* Excerpted text *
In step S8, the controller 110 determines a threshold value for each of the environment parameters based on the timing the user closes the streaming. The threshold values may be used by the controller 110 to compare with subsequent monitored environment parameters for determining a subsequent rendering mode.

In some embodiments, the threshold value of an environment parameter may be determined by a predetermined offset from a received value of the environment parameter at the timing the user closes the streaming. For example, for the parameter of CPU usage rate of the user terminal, if the received CPU usage rate at the timing the user closes the streaming is N1%, the threshold value for the CPU usage rate may be determined to be (N1−T1)%, wherein T1 is a predetermined offset. In some embodiments, T1 could be from 2.5 to 5. For another example, for the parameter of memory usage rate of the user terminal, if the received memory usage rate at the timing the user closes the streaming is N2%, the threshold value for the memory usage rate may be determined to be (N2−T2)%, wherein T2 is a predetermined offset. In some embodiments, T2 could be from 2.5 to 5.

In some embodiments, the environment parameters may include a number of times a freezing or a lag occurs during rendering the streaming in the first mode. A freezing or a lag indicates a pause, stop or delay of the streaming content or the whole user terminal for a period of time such as, for example, 2 to 5 seconds. For example, if within a specified time period (for example, 3, 5, or 10 mins) before the timing the user closes the streaming, the number of times a freezing or a lag is detected is N3, a threshold value of (N3−T3) times may be determined, wherein T3 is a predetermined value which could be, for example, 2, 3 or 5.

* Work to complete *
Please return the passage of the text on streaming thresholds word for word, starting with "In some embodiments, the environment" and going on through "example, 2, 3 or 5.".

* Information supplied *
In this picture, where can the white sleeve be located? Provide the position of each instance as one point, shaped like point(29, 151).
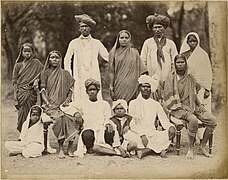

* Correct response *
In some embodiments, the environment parameters may include a number of times a freezing or a lag occurs during rendering the streaming in the first mode. A freezing or a lag indicates a pause, stop or delay of the streaming content or the whole user terminal for a period of time such as, for example, 2 to 5 seconds. For example, if within a specified time period (for example, 3, 5, or 10 mins) before the timing the user closes the streaming, the number of times a freezing or a lag is detected is N3, a threshold value of (N3−T3) times may be determined, wherein T3 is a predetermined value which could be, for example, 2, 3 or 5.